Suas instruções: Apresente todas as linhas dos registros abaixo como uma lista JSON de strings, com uma string para cada linha e sem as linhas em branco.
========================================================================
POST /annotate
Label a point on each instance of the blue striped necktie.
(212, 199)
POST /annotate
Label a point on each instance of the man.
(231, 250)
========================================================================
Resposta ao exercício:
[
  "POST /annotate",
  "Label a point on each instance of the blue striped necktie.",
  "(212, 199)",
  "POST /annotate",
  "Label a point on each instance of the man.",
  "(231, 250)"
]